Please tally the lines in the items below that contain the string "jacket", treating uppercase and lowercase as different, and reply with the number alone.
# # # #
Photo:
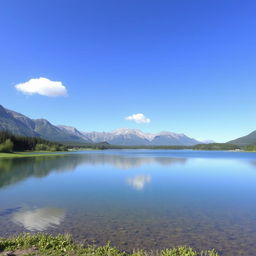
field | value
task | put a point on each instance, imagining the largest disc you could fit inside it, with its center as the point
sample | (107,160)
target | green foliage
(6,146)
(216,146)
(61,245)
(21,143)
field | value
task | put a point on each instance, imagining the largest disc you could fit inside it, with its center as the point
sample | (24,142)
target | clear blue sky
(188,65)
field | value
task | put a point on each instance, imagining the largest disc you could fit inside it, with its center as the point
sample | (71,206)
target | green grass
(23,154)
(63,245)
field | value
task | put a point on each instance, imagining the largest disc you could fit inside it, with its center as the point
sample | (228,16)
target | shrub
(7,146)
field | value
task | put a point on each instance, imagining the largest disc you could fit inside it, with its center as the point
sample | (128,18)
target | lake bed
(149,199)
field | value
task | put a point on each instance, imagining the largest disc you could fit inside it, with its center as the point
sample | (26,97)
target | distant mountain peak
(22,125)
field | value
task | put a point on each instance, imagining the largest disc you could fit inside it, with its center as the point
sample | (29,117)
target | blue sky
(188,66)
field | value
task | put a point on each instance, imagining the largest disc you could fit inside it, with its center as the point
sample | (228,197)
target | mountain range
(249,139)
(19,124)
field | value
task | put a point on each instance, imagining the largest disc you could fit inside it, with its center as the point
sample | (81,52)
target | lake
(148,199)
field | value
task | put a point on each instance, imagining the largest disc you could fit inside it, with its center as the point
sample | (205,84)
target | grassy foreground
(43,244)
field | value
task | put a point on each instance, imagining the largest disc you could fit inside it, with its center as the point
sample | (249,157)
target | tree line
(10,143)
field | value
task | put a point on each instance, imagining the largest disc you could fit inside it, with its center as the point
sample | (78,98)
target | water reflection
(138,182)
(15,170)
(39,219)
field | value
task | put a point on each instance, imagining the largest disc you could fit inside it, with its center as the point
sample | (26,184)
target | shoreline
(45,244)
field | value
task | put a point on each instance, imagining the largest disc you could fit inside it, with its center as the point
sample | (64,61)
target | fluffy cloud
(39,219)
(139,182)
(42,86)
(138,118)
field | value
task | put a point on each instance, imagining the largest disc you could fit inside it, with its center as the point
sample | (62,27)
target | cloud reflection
(39,219)
(138,182)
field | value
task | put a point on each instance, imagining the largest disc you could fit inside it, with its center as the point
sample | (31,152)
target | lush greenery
(43,244)
(6,146)
(10,142)
(216,146)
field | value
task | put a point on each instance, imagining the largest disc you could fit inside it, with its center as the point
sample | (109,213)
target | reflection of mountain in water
(18,169)
(39,219)
(138,182)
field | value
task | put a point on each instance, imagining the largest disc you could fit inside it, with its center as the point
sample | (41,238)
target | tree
(7,146)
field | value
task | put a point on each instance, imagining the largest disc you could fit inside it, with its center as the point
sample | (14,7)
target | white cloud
(138,182)
(39,219)
(42,86)
(138,118)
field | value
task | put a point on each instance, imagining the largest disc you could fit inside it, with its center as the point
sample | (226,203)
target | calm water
(135,198)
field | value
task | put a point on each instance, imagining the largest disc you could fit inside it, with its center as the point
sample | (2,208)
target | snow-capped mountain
(21,125)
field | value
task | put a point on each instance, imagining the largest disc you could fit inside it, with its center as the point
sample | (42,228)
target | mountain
(249,139)
(19,124)
(135,137)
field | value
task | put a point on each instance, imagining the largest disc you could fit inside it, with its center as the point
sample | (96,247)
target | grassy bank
(23,154)
(42,244)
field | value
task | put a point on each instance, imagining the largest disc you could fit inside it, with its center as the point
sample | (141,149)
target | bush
(7,146)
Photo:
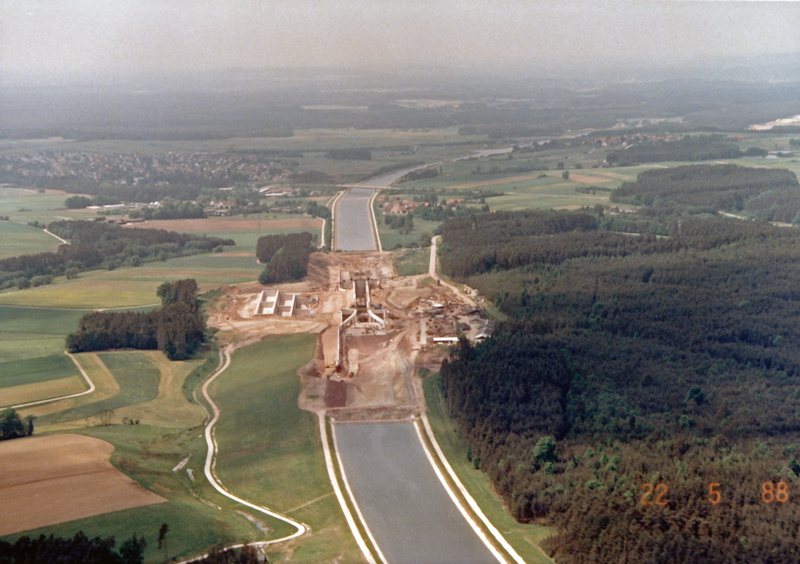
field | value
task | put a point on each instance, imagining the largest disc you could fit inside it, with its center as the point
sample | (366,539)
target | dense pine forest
(702,148)
(81,549)
(177,328)
(644,394)
(100,245)
(768,194)
(285,257)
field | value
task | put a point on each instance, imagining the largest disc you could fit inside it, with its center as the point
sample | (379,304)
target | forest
(79,549)
(285,257)
(643,395)
(701,148)
(760,193)
(12,427)
(96,244)
(177,328)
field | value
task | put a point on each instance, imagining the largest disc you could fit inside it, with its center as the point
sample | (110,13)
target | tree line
(674,362)
(79,549)
(98,245)
(12,427)
(701,148)
(285,257)
(177,328)
(767,194)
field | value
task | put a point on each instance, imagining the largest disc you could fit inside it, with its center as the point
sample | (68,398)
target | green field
(149,454)
(524,538)
(410,262)
(20,239)
(138,381)
(34,370)
(394,238)
(270,450)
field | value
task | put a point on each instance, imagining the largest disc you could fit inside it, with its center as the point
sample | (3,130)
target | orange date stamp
(657,494)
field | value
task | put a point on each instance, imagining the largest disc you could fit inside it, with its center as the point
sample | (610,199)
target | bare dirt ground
(381,382)
(229,224)
(58,478)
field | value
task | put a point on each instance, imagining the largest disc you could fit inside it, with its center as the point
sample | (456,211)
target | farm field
(395,238)
(20,239)
(270,449)
(33,365)
(72,472)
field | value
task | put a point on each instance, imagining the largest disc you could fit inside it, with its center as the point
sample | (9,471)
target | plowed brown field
(58,478)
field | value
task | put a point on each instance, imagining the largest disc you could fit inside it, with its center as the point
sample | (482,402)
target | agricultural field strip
(63,241)
(51,400)
(209,467)
(464,493)
(340,497)
(460,505)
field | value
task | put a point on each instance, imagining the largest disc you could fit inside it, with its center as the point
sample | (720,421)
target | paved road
(353,222)
(409,513)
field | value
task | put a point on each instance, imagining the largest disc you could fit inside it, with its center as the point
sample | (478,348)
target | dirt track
(58,478)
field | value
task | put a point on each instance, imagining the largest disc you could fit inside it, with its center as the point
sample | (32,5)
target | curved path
(212,417)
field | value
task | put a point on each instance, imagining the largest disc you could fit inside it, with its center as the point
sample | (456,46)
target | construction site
(375,330)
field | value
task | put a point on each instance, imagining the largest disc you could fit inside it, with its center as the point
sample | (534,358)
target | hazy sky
(79,36)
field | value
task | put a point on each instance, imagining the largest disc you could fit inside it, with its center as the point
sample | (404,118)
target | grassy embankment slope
(270,450)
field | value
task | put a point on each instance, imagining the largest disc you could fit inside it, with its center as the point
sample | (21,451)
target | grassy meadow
(20,239)
(270,450)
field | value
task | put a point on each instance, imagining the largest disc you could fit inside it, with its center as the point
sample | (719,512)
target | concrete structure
(276,303)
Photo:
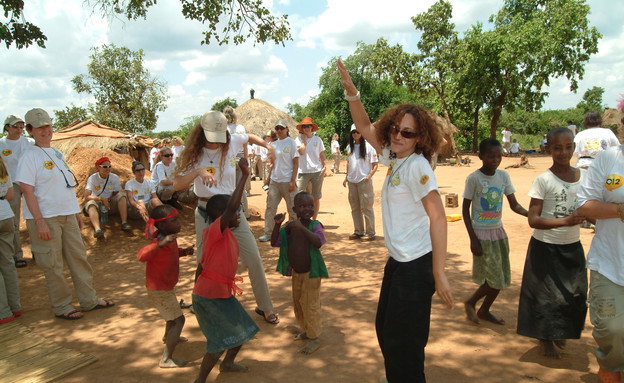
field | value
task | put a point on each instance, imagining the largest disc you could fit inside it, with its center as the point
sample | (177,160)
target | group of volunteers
(553,298)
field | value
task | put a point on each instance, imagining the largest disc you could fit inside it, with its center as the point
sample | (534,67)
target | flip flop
(68,316)
(272,319)
(107,304)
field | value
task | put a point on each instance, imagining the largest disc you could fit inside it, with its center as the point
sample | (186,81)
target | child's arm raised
(233,204)
(475,245)
(515,206)
(537,222)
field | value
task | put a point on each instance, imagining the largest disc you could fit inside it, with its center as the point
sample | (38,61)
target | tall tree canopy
(227,21)
(126,96)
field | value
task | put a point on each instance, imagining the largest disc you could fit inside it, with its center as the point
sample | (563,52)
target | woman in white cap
(209,162)
(11,148)
(53,220)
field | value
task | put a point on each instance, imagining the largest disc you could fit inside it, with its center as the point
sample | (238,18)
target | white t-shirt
(335,147)
(5,209)
(360,167)
(603,182)
(210,159)
(405,220)
(177,150)
(141,190)
(12,150)
(285,152)
(507,135)
(591,142)
(44,168)
(310,162)
(486,193)
(163,172)
(96,184)
(559,201)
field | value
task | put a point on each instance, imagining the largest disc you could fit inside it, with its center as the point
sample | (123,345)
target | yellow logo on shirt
(614,181)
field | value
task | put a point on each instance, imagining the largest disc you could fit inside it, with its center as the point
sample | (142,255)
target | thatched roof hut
(91,134)
(258,116)
(613,118)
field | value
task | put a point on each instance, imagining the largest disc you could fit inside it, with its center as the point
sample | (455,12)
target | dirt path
(126,338)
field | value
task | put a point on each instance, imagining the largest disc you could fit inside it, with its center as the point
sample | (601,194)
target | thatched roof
(258,116)
(90,134)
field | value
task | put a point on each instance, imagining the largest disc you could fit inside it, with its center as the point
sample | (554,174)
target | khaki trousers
(65,248)
(606,311)
(307,303)
(361,198)
(249,255)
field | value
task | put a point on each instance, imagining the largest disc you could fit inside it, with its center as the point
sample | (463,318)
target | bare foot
(312,346)
(488,316)
(232,367)
(301,336)
(471,313)
(549,349)
(171,363)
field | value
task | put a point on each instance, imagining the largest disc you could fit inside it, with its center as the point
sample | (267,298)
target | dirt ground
(126,339)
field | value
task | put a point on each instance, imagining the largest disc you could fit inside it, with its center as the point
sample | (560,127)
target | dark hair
(362,152)
(216,206)
(554,131)
(488,143)
(592,119)
(135,164)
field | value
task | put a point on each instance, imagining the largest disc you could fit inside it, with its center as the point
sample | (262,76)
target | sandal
(71,315)
(272,319)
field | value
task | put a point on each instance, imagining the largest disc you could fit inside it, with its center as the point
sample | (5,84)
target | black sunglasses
(404,133)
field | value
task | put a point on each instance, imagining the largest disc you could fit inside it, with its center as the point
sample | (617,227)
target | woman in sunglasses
(103,198)
(414,223)
(53,220)
(209,162)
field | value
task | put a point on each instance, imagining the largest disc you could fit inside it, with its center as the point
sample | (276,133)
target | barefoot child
(554,283)
(162,258)
(221,317)
(488,240)
(299,242)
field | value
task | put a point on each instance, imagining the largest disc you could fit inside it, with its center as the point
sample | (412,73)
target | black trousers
(403,317)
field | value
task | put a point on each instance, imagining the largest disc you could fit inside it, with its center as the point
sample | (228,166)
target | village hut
(90,134)
(258,116)
(612,118)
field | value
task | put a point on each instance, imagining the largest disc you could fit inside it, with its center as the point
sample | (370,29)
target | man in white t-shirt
(311,161)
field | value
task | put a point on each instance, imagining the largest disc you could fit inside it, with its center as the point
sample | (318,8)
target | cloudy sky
(199,75)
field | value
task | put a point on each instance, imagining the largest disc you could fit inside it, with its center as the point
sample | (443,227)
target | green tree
(226,20)
(592,100)
(70,114)
(220,105)
(126,96)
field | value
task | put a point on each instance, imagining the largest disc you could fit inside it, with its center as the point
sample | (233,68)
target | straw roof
(91,134)
(258,116)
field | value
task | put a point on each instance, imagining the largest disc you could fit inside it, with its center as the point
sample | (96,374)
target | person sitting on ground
(103,198)
(141,193)
(53,221)
(299,242)
(162,270)
(162,177)
(222,319)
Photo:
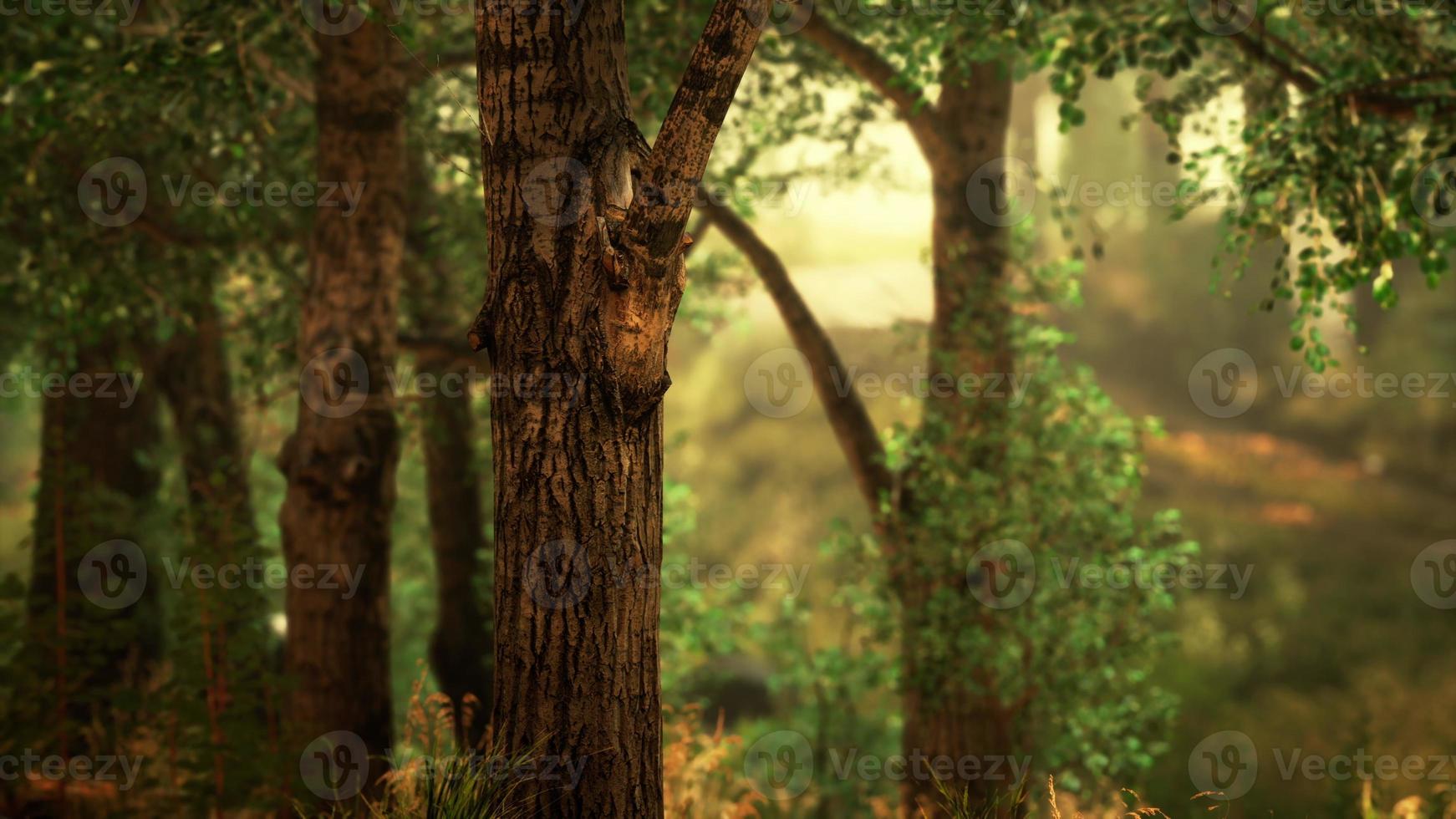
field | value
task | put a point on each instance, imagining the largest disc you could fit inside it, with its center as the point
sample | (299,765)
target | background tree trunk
(194,375)
(98,483)
(462,648)
(945,712)
(341,460)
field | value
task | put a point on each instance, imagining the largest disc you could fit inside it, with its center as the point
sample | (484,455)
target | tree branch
(848,415)
(863,60)
(423,72)
(659,214)
(1251,39)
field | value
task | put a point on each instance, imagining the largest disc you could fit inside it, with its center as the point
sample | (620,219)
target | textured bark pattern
(583,292)
(341,471)
(96,485)
(578,493)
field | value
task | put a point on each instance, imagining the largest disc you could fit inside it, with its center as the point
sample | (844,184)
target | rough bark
(339,461)
(96,485)
(577,316)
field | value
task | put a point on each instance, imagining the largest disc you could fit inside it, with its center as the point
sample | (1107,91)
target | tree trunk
(94,630)
(194,377)
(969,335)
(578,476)
(339,461)
(463,644)
(586,277)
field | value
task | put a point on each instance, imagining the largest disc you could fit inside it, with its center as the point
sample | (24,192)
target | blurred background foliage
(1326,499)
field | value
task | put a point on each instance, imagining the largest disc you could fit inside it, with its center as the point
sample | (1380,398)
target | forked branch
(680,153)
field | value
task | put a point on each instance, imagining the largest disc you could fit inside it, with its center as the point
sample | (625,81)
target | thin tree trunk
(462,646)
(90,640)
(341,460)
(948,713)
(586,278)
(194,377)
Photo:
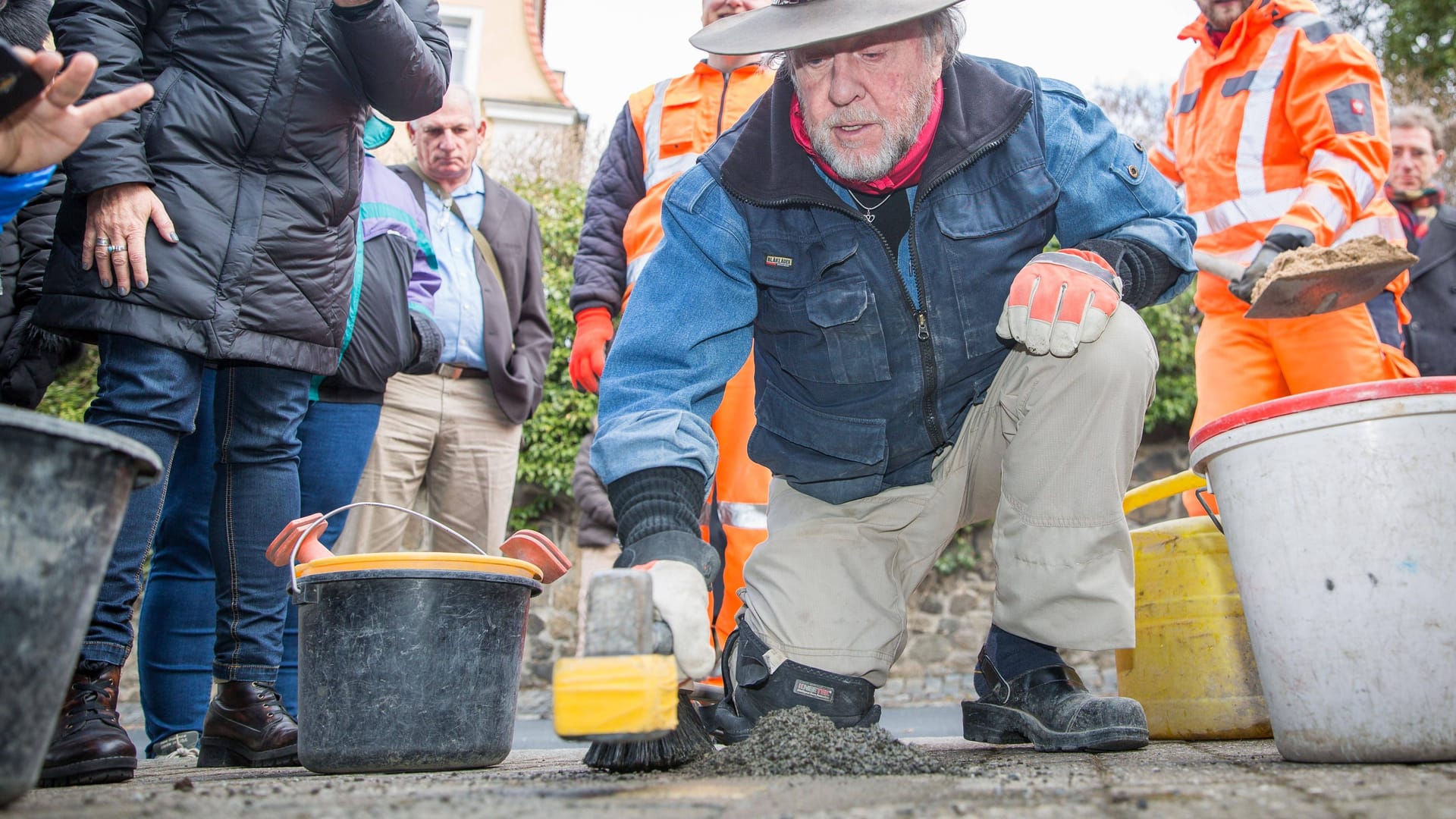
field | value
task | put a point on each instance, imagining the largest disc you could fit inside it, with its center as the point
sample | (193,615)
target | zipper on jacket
(723,102)
(928,369)
(927,350)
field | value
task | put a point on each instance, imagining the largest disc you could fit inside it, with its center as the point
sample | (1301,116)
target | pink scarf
(905,172)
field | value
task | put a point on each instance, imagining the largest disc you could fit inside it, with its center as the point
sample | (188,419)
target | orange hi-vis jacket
(1283,129)
(676,121)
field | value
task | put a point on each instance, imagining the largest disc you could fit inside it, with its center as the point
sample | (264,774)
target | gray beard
(859,168)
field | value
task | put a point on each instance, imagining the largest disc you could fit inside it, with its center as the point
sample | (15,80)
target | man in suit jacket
(1417,152)
(456,435)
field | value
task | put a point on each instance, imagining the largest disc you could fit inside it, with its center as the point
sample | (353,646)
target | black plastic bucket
(408,670)
(63,493)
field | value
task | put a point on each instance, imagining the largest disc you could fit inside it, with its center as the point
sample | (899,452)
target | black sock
(1014,656)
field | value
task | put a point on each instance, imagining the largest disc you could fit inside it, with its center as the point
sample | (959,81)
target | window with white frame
(463,27)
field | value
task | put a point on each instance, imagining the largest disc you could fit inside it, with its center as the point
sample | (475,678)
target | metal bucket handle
(303,535)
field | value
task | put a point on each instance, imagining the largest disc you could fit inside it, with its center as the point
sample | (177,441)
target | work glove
(1242,287)
(1060,300)
(428,344)
(588,352)
(680,598)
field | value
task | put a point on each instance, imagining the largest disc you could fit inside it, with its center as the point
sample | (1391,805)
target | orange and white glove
(680,598)
(1060,300)
(588,350)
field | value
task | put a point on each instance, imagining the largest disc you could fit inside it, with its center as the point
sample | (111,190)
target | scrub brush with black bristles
(688,742)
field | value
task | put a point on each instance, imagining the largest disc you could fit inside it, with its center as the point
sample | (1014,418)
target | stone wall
(949,614)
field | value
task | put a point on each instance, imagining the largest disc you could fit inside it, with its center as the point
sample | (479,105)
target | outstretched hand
(52,126)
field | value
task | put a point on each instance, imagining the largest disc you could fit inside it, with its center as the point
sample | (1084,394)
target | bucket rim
(1320,398)
(419,561)
(143,458)
(535,586)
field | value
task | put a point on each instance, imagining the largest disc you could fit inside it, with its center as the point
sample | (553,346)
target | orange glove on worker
(1060,300)
(588,352)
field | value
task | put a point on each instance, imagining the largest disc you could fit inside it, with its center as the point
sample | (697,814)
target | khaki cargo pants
(1049,455)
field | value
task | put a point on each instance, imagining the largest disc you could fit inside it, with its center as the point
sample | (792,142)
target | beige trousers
(1049,455)
(447,444)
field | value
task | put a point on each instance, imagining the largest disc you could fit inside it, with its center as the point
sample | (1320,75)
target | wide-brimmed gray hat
(794,24)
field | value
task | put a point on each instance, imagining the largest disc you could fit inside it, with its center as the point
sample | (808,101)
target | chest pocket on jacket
(679,124)
(986,231)
(819,315)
# # # #
__Written answer__
4